Assignment A => Return the portion of the passage on dopamine and schizophrenia running from "For years, scientists" up to and including "of evidence (observations).", copied word for word.
Assignment B => Name every drug mentioned in the passage on dopamine and schizophrenia.
Assignment C => Continue the passage on dopamine and schizophrenia from its last sentence.

Passage to read =>
↓↓↓
For years, scientists have been puzzled about what causes schizophrenia. Is it caused by genetics, a chemical imbalance in the brain, or environmental conditions and traumatic experiences? Though we don’t have a conclusive answer to this question, a lot of research on schizophrenia has implicated  dopamine as a significant factor. This understanding comes from three major pieces of evidence (observations).

In 1952, a French surgeon named Henri Laborit discovered a drug called chlorpromazine (Thorazine), which reduced hallucinations and delusions in schizophrenic patients. The drug works by blocking dopamine receptors in the brain, consequently reducing dopamine’s effects in the brain.

The second piece of evidence came from the discovery that amphetamines cause psychosis. Amphetamines increases dopamine in the brain. This leads to over-stimulation of the brain to the available dopamine, which induces schizophrenia-like symptoms. For instance, a study found that consistent use of LSD can lead to paranoid-schizophrenia-like symptoms. 

The third observation comes from studying Parkinson’s disease, which is caused by low levels of dopamine. It was observed that when Parkinson’s patients were given a drug known as L-DOPA, which increases dopamine receptors in the brain, it led to patients experiencing schizophrenia-like symptoms.

All of this circumstantial evidence points toward the role of dopamine in inducing schizophrenia-like symptoms.

Excessive dopamine has been found to induce schizophrenia-like symptoms (Photo Credit : alexkoral/Shutterstock)

Also Read: Are Mental Disorders Inherited Or Are They The Result Of Upbringing?

How does dopamine affect schizophrenia?

The activity of the dopaminergic system can influence how much attention a person pays to both internal and external events. Disregulated dopamine transmission can lead to individuals paying more attention to and attaching more importance to stimuli that are not relevant. This is referred to as “aberrant salience.”

This helps explain why people may develop delusions or experience hallucinations, as they almost always report high levels of sensory awareness (e.g., “My senses were heightened” or “I developed a fascination with the seemingly insignificant details around me”), or they report an increased significance of the events around them (“I felt that this situation had an overwhelming importance”).
↑↑↑
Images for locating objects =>
↓↓↓
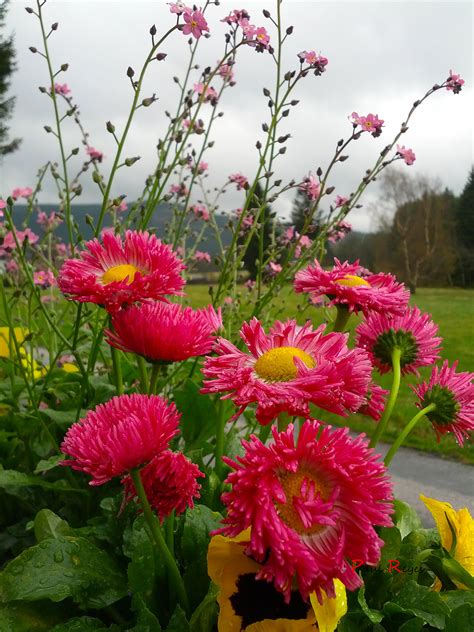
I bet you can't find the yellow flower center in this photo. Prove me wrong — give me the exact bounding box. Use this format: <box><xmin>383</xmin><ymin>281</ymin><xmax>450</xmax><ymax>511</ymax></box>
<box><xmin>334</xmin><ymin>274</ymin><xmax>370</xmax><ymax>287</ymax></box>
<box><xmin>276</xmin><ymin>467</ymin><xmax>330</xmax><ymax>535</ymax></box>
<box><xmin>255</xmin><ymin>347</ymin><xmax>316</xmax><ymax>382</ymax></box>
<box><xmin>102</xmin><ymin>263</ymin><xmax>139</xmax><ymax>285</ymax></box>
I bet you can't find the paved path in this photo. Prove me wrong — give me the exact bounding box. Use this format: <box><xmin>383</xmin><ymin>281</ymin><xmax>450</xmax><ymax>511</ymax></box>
↑↑↑
Written answer A =>
For years, scientists have been puzzled about what causes schizophrenia. Is it caused by genetics, a chemical imbalance in the brain, or environmental conditions and traumatic experiences? Though we don’t have a conclusive answer to this question, a lot of research on schizophrenia has implicated  dopamine as a significant factor. This understanding comes from three major pieces of evidence (observations).

Written answer B => Chlorpromazine (Thorazine), amphetamines, LSD, L-DOPA

Written answer C =>
These individuals struggle to make sense of experiences that had previously existed in the background, but have now (seemingly) become extremely important. For example, they may perceive the white noise hum of a refrigerator as a voice speaking to them, or they may think that a package arriving at an inopportune time is a viable threat.

The functional excess of dopamine occurs when there is a lot of dopamine available in the synapse. This can happen through an increase in synthesis (less absorption of dopamine), an increase in the production of dopamine, when the brain releases too much dopamine in the synapse directly, or the slowing down of the rate at which dopamine is broken down once it is in the synapse. It can also occur if there is a blockage in the neuronal re-uptake of dopamine. As mentioned before, sometimes the receptors on which the dopamine acts is either very dense or very sensitive, which makes the brain react as if there is too much dopamine in the brain, when only a normal amount of it is actually present.

The activity of the dopaminergic system can influence how much attention a person pays to both internal and external events. (Photo Credit : Zerbor/Shutterstock)

Is Dopamine the only neurotransmitter involved in schizophrenia?

No. Schizophrenia is a complex disease and a single neurotransmitter isn’t the exclusive cause. New research findings have also implicated the involvement of glutamate, which is a key excitatory neurotransmitter.  This evidence comes from the observation that phencyclidine (PCP or angel dust), a drug that blocks glutamate receptors, causes schizophrenia-like symptoms in people. Moreover, when people diagnosed with schizophrenia take PCP, their symptoms seem to worsen. 

People with schizophrenia are found to have low levels of glutamate in their brain. (Photo Credit : evan_huang/Shutterstock)

People with schizophrenia have low levels of glutamate in their brain. Neurocognitive researchers Olney and Farber proposed that there are lower levels of activity of several types of glutamate receptors (NMDA receptors) in people who have schizophrenia. This can result in the loss of neurons in critical brain regions and cause symptoms resembling schizophrenia. Subtle brain injury may happen if the NMDA receptors aren’t ordinarily activated (possibly because glutamate levels are low).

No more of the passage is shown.